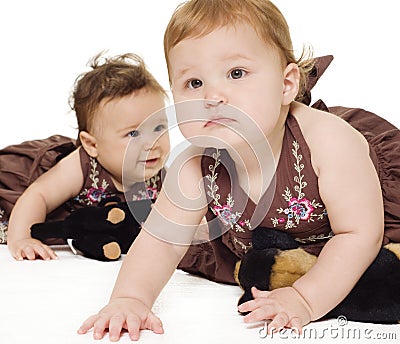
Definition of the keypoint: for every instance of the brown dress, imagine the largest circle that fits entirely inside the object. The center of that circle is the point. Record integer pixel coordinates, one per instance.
(296, 205)
(98, 185)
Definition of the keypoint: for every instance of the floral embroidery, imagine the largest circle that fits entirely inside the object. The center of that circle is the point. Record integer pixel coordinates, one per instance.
(3, 228)
(150, 191)
(95, 193)
(299, 208)
(225, 211)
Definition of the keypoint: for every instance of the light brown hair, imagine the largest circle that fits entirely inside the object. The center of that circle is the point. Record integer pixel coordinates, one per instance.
(197, 18)
(109, 78)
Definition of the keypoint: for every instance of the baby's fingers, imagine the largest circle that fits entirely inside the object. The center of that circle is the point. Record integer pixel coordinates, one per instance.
(115, 326)
(154, 323)
(279, 322)
(133, 326)
(44, 252)
(87, 324)
(29, 253)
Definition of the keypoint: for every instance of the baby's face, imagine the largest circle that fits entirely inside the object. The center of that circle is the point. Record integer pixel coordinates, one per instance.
(235, 77)
(131, 134)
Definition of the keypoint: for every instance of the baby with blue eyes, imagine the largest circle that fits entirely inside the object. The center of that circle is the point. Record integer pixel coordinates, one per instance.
(122, 131)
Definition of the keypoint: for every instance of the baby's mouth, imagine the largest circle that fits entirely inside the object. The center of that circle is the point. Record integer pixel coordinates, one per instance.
(225, 121)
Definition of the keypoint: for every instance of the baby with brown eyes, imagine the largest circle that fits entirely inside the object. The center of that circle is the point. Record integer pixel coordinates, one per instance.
(117, 104)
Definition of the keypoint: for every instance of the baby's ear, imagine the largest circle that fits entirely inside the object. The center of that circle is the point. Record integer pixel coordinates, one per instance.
(290, 83)
(88, 143)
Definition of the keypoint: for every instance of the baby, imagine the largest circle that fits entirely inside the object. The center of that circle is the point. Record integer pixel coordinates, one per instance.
(117, 106)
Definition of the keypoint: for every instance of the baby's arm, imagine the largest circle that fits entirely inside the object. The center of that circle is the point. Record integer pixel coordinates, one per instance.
(49, 191)
(151, 261)
(350, 190)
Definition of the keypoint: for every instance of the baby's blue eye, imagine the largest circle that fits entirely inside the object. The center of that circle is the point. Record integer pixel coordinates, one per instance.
(237, 73)
(133, 133)
(195, 83)
(159, 127)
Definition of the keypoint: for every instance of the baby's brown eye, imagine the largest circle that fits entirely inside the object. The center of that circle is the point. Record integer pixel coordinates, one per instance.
(195, 83)
(237, 73)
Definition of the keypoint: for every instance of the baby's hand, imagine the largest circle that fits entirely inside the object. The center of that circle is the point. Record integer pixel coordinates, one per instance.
(31, 249)
(284, 306)
(122, 313)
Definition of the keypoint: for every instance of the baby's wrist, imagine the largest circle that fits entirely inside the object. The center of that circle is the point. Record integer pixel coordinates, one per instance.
(305, 303)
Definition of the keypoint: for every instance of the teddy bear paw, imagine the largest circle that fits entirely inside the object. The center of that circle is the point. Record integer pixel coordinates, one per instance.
(112, 251)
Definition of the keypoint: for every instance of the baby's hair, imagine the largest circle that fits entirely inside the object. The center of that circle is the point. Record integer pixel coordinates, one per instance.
(109, 78)
(197, 18)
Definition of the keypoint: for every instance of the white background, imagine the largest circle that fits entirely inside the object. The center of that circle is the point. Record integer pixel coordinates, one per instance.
(45, 45)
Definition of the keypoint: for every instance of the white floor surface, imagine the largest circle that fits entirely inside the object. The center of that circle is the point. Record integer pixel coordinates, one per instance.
(45, 302)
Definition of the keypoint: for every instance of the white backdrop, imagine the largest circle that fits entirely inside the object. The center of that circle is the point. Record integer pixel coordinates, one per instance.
(46, 44)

********************

• **Exercise details**
Quote the whole listing above word for word, leaving out the pictures.

• **The completed task**
Definition of the keypoint: for every instance of the brown dress, imagine the largest circle that fits entirely inside the object. The center of that circle is the point. Record integer pixel coordinates, one per instance.
(296, 205)
(98, 185)
Definition of the keypoint: for every instance of the floral embroidery, imagine the largest circle that fits entirely inside the object. The center of that circle is the point. Record integer pixel coordinates, one per instance.
(3, 228)
(150, 191)
(95, 193)
(299, 208)
(225, 211)
Definition of the keypoint: for every instance of the light brown hair, imagine the largest circle that fits entirely inside the object. The center of that circle is the point. Record integer pixel coordinates, one per instance.
(197, 18)
(109, 78)
Definition of the keypoint: for every instance of the baby's fingers, imagine the largest circle that fits entirely inside the object. The center of that circle is the point. Record integer pixel coordinates, one per instance.
(115, 326)
(154, 323)
(279, 322)
(133, 326)
(44, 252)
(87, 324)
(29, 253)
Definition of the keypoint: for every instance of the baby's face, imagine the largest circle that fits entirely inside the object. The center of that circle is the point. Record integer pixel coordinates, one per instance.
(235, 77)
(131, 134)
Definition of the keypoint: for every instance of the baby with blue eyes, imagine the largest circle that fits entirely inside the object. The center of that circle is the point. Record integer pixel coordinates, one per instance.
(122, 131)
Definition of the keypoint: for every instance of the baby's mouth, imagine the largest circle that fits entirely inside the object. The center of that circle is the point. Record integer pixel coordinates, one per instance.
(225, 121)
Definition of the keypoint: for every instance of the baby with brown eyes, imagine the largest circle that fits entirely inside the object. The center of that circle is the point. Record integer pixel coordinates, one per instance.
(117, 104)
Definition of the keypoint: for every instance of the baby's ear, imagine the largest circle that fits entirely inside the object. The center of that circle is the point. Record integer pixel coordinates, one per instance.
(290, 83)
(88, 143)
Definition of the keypoint: for every instance of the baby, imagine the largest circle that fits entirely inside the object. The center of that circle is the point. Record integer pixel coordinates, one per instance.
(117, 106)
Definition of the keypoint: for every instance of the baby's arm, imagine the largest circle that fits entirely inside the object. The center of that circle is the point. Record integer pixel coordinates, one per instance.
(49, 191)
(151, 261)
(350, 190)
Definition of the keypoint: for every instance of the baby's blue eye, imagine the largest circle that fits entirely inside the object. The center of that circle is the point. Record integer pixel coordinates, one per instance.
(237, 73)
(133, 133)
(195, 83)
(159, 127)
Definition of the keypoint: for every instance of the baby's brown eye, imagine the largest circle that fits entirely inside the object. The center of that circle is the point. Record integer pixel coordinates, one per instance.
(195, 83)
(237, 73)
Definition of the keypoint: for every instance of the baby's hand, imagine the largest circle that fits entirely inside the object. The center of that circle is the point. Record integer pixel coordinates, one per instance.
(31, 249)
(284, 306)
(122, 313)
Definition of the keypoint: for every instance of the baby's wrist, imagine the largest circle that fits entirely inside the object. The center of that circle is the point. Record integer pixel coordinates, one per instance.
(305, 303)
Definition of the keypoint: for every instance of the teddy bear paw, imagine the largest circle that fits entirely inside the object. The center of that circle is the point. Record integer pixel coordinates, one per instance.
(112, 251)
Definition of the keypoint: for every instance of the baby's hair, imagine the largest circle that fits entirely inside the object. The center of that circle is the point. Record integer pixel coordinates, one per instance.
(109, 78)
(197, 18)
Definition of the keypoint: for every instance of the white background, imagine the largest circle that fits entirely inside the object. The center of that circle is the point. Record integer pixel coordinates, one per instance.
(45, 45)
Definition of the keypoint: for every instance of the white floor surface, imagine the largest circle that fits entirely inside the object. The center of that circle is the point. Record integer pixel coordinates, one per instance.
(45, 302)
Definition of the keypoint: for every instance of the white backdrop, imagine the largest circle that fits entirely inside the object. The center of that circle is the point. Record integer pixel coordinates, one per instance.
(46, 44)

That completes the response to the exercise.